--- start of RECORD EXCERPTS ---
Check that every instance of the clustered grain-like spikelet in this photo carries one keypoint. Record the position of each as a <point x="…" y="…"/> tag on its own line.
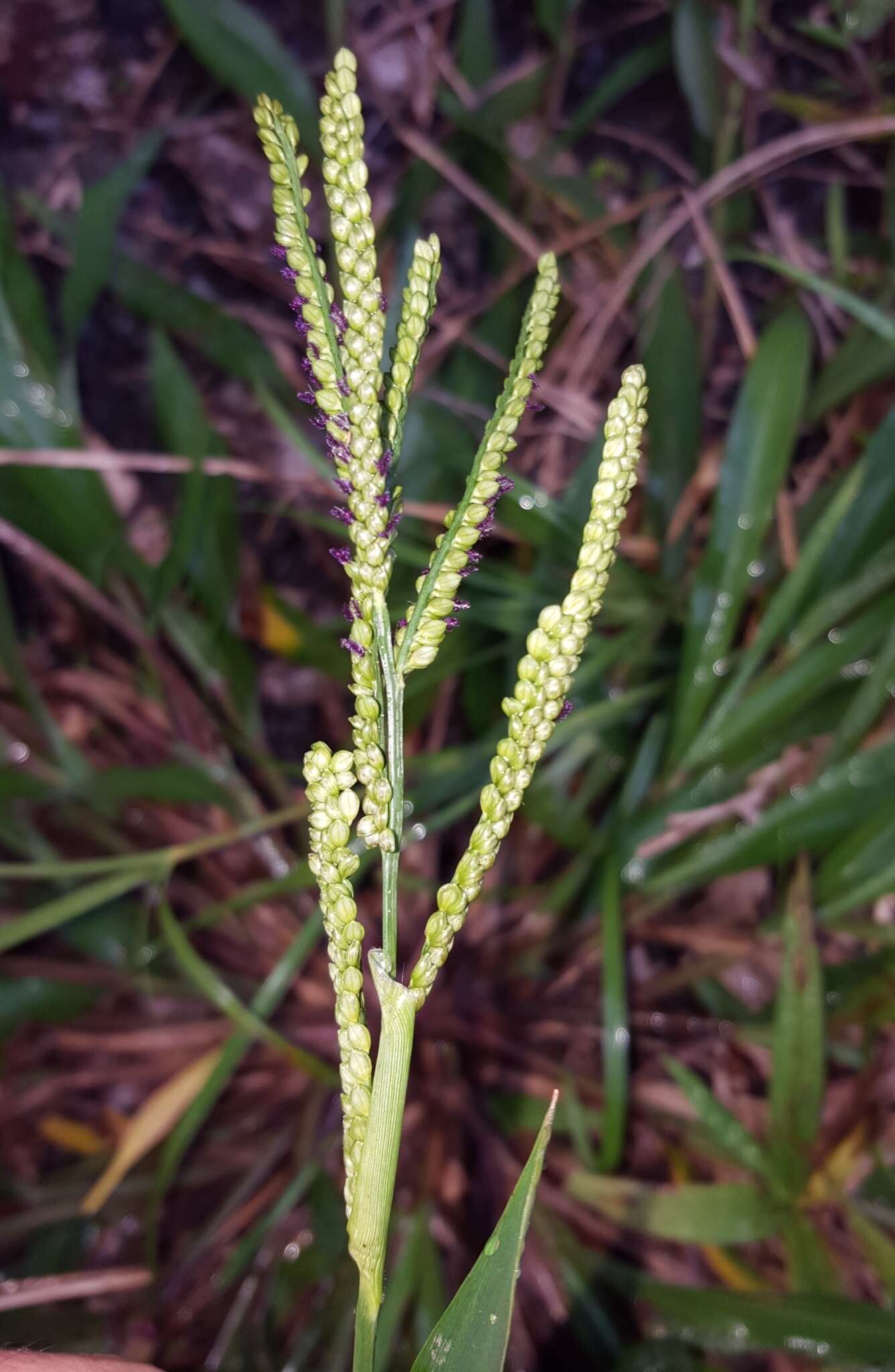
<point x="334" y="807"/>
<point x="545" y="675"/>
<point x="342" y="366"/>
<point x="416" y="312"/>
<point x="429" y="619"/>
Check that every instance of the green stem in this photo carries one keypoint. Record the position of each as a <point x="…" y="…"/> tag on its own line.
<point x="374" y="1190"/>
<point x="366" y="1316"/>
<point x="395" y="755"/>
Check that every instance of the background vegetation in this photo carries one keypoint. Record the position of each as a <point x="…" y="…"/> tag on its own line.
<point x="689" y="929"/>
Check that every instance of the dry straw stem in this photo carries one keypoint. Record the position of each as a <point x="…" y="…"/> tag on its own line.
<point x="545" y="675"/>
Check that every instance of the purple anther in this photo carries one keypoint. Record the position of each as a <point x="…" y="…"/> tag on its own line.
<point x="338" y="452"/>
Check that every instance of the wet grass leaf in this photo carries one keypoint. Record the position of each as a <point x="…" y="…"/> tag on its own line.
<point x="757" y="456"/>
<point x="474" y="1330"/>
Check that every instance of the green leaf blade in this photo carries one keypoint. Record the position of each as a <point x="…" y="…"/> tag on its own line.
<point x="474" y="1330"/>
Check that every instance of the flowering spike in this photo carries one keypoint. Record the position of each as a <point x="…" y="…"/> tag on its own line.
<point x="419" y="642"/>
<point x="545" y="675"/>
<point x="331" y="782"/>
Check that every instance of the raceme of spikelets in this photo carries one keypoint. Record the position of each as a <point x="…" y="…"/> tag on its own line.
<point x="545" y="674"/>
<point x="430" y="618"/>
<point x="342" y="368"/>
<point x="331" y="782"/>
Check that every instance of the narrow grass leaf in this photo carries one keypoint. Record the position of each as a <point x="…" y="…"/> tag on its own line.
<point x="876" y="1245"/>
<point x="757" y="456"/>
<point x="61" y="910"/>
<point x="879" y="322"/>
<point x="616" y="1017"/>
<point x="673" y="365"/>
<point x="153" y="1121"/>
<point x="778" y="614"/>
<point x="728" y="1134"/>
<point x="243" y="52"/>
<point x="693" y="47"/>
<point x="797" y="1087"/>
<point x="218" y="993"/>
<point x="841" y="797"/>
<point x="25" y="299"/>
<point x="94" y="236"/>
<point x="724" y="1212"/>
<point x="825" y="1328"/>
<point x="862" y="360"/>
<point x="868" y="701"/>
<point x="474" y="1330"/>
<point x="263" y="1005"/>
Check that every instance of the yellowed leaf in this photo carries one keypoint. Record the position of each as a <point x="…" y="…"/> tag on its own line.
<point x="154" y="1120"/>
<point x="276" y="633"/>
<point x="72" y="1135"/>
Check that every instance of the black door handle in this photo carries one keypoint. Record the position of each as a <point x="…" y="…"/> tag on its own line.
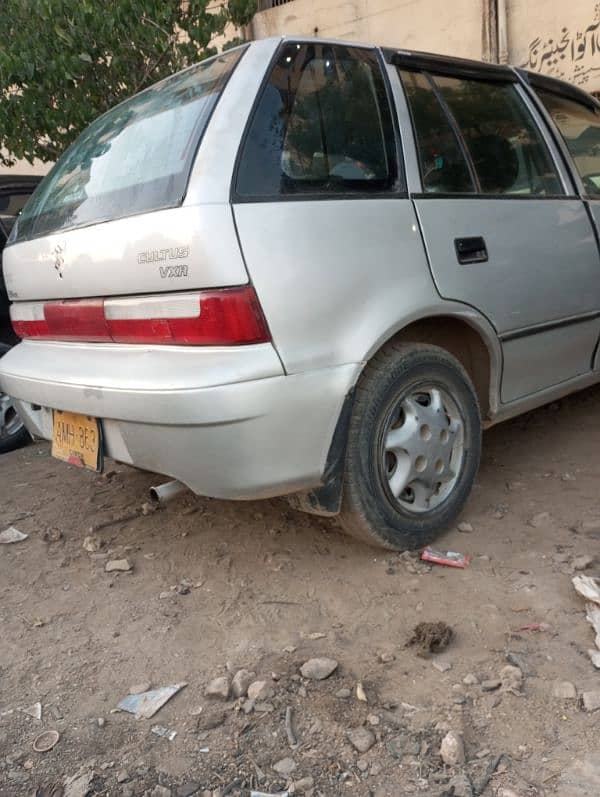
<point x="471" y="250"/>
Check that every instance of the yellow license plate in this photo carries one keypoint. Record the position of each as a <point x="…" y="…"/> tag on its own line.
<point x="76" y="440"/>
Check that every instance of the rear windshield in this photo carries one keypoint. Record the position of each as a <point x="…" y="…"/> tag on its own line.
<point x="133" y="159"/>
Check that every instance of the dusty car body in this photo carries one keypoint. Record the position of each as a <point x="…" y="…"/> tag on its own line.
<point x="349" y="262"/>
<point x="14" y="192"/>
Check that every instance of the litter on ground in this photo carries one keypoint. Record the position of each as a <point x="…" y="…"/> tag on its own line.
<point x="11" y="534"/>
<point x="146" y="704"/>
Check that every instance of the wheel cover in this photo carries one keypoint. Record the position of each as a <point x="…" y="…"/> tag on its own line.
<point x="10" y="423"/>
<point x="421" y="448"/>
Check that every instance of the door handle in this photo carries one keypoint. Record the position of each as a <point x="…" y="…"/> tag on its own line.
<point x="471" y="250"/>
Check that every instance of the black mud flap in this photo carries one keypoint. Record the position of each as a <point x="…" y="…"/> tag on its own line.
<point x="327" y="499"/>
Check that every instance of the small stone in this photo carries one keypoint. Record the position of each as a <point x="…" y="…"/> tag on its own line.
<point x="512" y="679"/>
<point x="241" y="681"/>
<point x="591" y="700"/>
<point x="138" y="689"/>
<point x="92" y="543"/>
<point x="303" y="786"/>
<point x="452" y="750"/>
<point x="343" y="694"/>
<point x="218" y="688"/>
<point x="595" y="657"/>
<point x="361" y="738"/>
<point x="461" y="786"/>
<point x="491" y="685"/>
<point x="260" y="690"/>
<point x="118" y="566"/>
<point x="564" y="690"/>
<point x="386" y="658"/>
<point x="160" y="791"/>
<point x="583" y="562"/>
<point x="541" y="519"/>
<point x="285" y="767"/>
<point x="318" y="669"/>
<point x="188" y="789"/>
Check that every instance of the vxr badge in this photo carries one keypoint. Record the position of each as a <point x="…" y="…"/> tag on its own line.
<point x="59" y="257"/>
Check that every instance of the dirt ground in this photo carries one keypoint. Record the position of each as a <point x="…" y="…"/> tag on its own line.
<point x="219" y="586"/>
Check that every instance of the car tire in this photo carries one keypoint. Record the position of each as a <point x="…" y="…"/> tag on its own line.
<point x="414" y="446"/>
<point x="13" y="433"/>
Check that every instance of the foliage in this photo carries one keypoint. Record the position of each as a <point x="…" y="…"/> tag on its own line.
<point x="64" y="62"/>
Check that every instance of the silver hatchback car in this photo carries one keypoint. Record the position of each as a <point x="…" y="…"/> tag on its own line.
<point x="315" y="269"/>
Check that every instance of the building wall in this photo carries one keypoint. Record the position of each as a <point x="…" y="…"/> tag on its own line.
<point x="557" y="38"/>
<point x="445" y="27"/>
<point x="550" y="36"/>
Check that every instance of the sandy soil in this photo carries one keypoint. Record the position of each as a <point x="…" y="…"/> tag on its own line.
<point x="218" y="586"/>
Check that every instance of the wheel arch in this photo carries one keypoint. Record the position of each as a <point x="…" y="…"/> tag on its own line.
<point x="466" y="335"/>
<point x="460" y="331"/>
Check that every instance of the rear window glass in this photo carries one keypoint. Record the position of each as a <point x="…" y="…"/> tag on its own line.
<point x="135" y="158"/>
<point x="322" y="126"/>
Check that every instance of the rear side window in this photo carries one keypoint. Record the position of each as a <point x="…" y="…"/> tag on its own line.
<point x="580" y="128"/>
<point x="505" y="145"/>
<point x="444" y="168"/>
<point x="485" y="125"/>
<point x="135" y="158"/>
<point x="322" y="126"/>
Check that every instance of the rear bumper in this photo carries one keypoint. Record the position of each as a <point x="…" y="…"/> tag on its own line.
<point x="226" y="422"/>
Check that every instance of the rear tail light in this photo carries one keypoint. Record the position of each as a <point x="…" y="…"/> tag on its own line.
<point x="223" y="317"/>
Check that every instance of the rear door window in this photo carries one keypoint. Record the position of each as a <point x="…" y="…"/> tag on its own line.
<point x="474" y="135"/>
<point x="322" y="126"/>
<point x="444" y="167"/>
<point x="580" y="128"/>
<point x="135" y="158"/>
<point x="506" y="147"/>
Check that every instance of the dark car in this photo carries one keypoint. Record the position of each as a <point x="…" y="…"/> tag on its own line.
<point x="14" y="192"/>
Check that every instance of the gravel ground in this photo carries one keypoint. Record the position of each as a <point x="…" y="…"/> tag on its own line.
<point x="216" y="587"/>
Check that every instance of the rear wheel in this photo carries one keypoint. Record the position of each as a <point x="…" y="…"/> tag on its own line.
<point x="413" y="447"/>
<point x="13" y="433"/>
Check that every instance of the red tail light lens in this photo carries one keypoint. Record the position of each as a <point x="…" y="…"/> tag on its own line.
<point x="224" y="317"/>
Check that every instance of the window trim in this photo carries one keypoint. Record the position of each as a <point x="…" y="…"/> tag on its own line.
<point x="554" y="131"/>
<point x="479" y="194"/>
<point x="397" y="191"/>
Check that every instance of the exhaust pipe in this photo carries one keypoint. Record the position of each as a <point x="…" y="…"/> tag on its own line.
<point x="165" y="492"/>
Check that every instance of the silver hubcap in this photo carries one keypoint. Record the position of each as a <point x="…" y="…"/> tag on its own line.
<point x="10" y="423"/>
<point x="423" y="448"/>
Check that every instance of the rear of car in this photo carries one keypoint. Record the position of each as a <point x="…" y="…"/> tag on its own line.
<point x="144" y="338"/>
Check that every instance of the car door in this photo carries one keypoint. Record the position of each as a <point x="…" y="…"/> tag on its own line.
<point x="503" y="228"/>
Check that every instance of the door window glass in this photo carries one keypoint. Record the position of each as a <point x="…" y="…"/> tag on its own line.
<point x="322" y="125"/>
<point x="580" y="128"/>
<point x="444" y="169"/>
<point x="505" y="145"/>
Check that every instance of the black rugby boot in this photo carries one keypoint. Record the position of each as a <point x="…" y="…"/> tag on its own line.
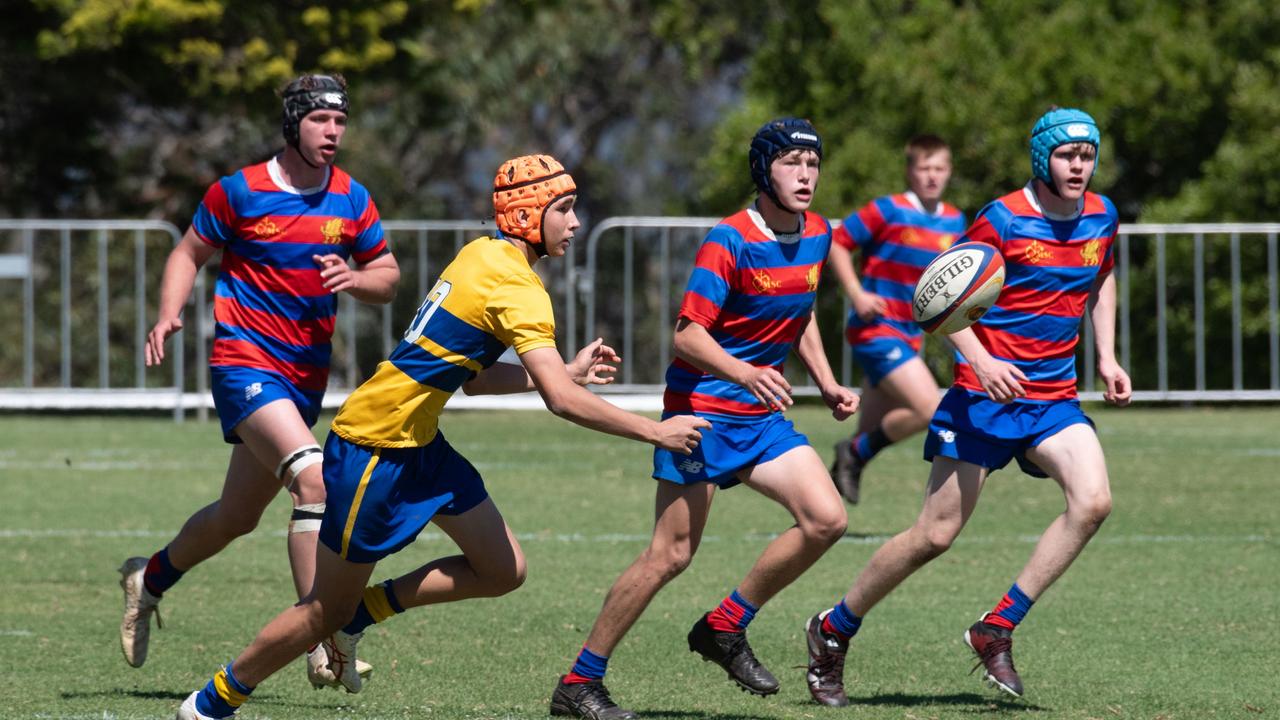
<point x="734" y="654"/>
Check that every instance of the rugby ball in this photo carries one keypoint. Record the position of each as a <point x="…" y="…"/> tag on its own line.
<point x="958" y="287"/>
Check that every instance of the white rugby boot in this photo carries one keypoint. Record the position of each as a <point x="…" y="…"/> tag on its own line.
<point x="138" y="607"/>
<point x="341" y="648"/>
<point x="321" y="677"/>
<point x="187" y="711"/>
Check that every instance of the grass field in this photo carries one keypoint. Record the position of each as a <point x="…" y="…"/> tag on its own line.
<point x="1173" y="611"/>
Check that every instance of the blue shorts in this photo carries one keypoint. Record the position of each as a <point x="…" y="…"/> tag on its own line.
<point x="973" y="428"/>
<point x="727" y="447"/>
<point x="881" y="356"/>
<point x="379" y="499"/>
<point x="238" y="392"/>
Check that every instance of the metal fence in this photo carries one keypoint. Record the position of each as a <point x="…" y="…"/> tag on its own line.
<point x="1173" y="336"/>
<point x="1197" y="318"/>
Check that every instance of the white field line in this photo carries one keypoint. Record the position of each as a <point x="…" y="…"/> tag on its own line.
<point x="606" y="538"/>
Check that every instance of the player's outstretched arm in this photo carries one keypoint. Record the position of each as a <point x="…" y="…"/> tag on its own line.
<point x="574" y="402"/>
<point x="179" y="276"/>
<point x="696" y="346"/>
<point x="373" y="282"/>
<point x="589" y="367"/>
<point x="841" y="400"/>
<point x="1002" y="381"/>
<point x="1102" y="314"/>
<point x="868" y="305"/>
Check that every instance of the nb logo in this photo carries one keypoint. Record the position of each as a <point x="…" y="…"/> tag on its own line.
<point x="691" y="466"/>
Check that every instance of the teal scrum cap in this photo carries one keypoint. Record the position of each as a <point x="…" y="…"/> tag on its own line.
<point x="1060" y="126"/>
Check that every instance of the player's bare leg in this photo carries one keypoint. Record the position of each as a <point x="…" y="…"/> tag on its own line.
<point x="949" y="502"/>
<point x="492" y="563"/>
<point x="914" y="397"/>
<point x="899" y="406"/>
<point x="338" y="588"/>
<point x="247" y="491"/>
<point x="796" y="481"/>
<point x="680" y="515"/>
<point x="1074" y="459"/>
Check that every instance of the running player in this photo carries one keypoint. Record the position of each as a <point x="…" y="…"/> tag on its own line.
<point x="896" y="236"/>
<point x="286" y="228"/>
<point x="1014" y="397"/>
<point x="748" y="304"/>
<point x="388" y="469"/>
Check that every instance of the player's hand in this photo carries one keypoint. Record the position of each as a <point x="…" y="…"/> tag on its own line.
<point x="868" y="306"/>
<point x="1119" y="387"/>
<point x="336" y="273"/>
<point x="768" y="386"/>
<point x="1002" y="381"/>
<point x="841" y="400"/>
<point x="681" y="433"/>
<point x="154" y="350"/>
<point x="592" y="364"/>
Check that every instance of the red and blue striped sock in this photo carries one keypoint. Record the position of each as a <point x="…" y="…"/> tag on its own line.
<point x="160" y="573"/>
<point x="223" y="695"/>
<point x="841" y="621"/>
<point x="1010" y="610"/>
<point x="732" y="615"/>
<point x="588" y="668"/>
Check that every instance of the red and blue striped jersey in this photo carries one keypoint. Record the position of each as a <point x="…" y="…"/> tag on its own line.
<point x="270" y="306"/>
<point x="896" y="240"/>
<point x="1050" y="268"/>
<point x="753" y="294"/>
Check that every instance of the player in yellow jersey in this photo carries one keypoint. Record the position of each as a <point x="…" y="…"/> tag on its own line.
<point x="388" y="469"/>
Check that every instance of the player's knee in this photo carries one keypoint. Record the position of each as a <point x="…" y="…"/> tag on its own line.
<point x="671" y="560"/>
<point x="933" y="541"/>
<point x="826" y="528"/>
<point x="233" y="524"/>
<point x="508" y="578"/>
<point x="307" y="487"/>
<point x="1093" y="509"/>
--- end of RECORD EXCERPTS ---
INSTRUCTION:
Recast everything from the line containing "Check that every instance of the player in" down through the end of the entries as a two-column CSV with the headers entry and answer. Give one row per entry, with its text and its answer each in a single quoted field and line breaks replaced by spaces.

ANSWER TO THIS EXERCISE:
entry,answer
"Check that every instance of the player in yellow jersey in this photo carries one keypoint. Record the position of each as a <point x=""…"" y=""…""/> tag on its own line.","<point x=""388"" y=""469""/>"
"Check that every instance of the player's knee in this photo carries one keypoint. Record the position of each as a <point x=""…"" y=""…""/> tag on its own line.","<point x=""671"" y=""560""/> <point x=""933"" y=""541""/> <point x=""826"" y=""528""/> <point x=""233"" y=""524""/> <point x=""508"" y=""578""/> <point x=""307"" y=""487""/> <point x=""1093"" y=""509""/>"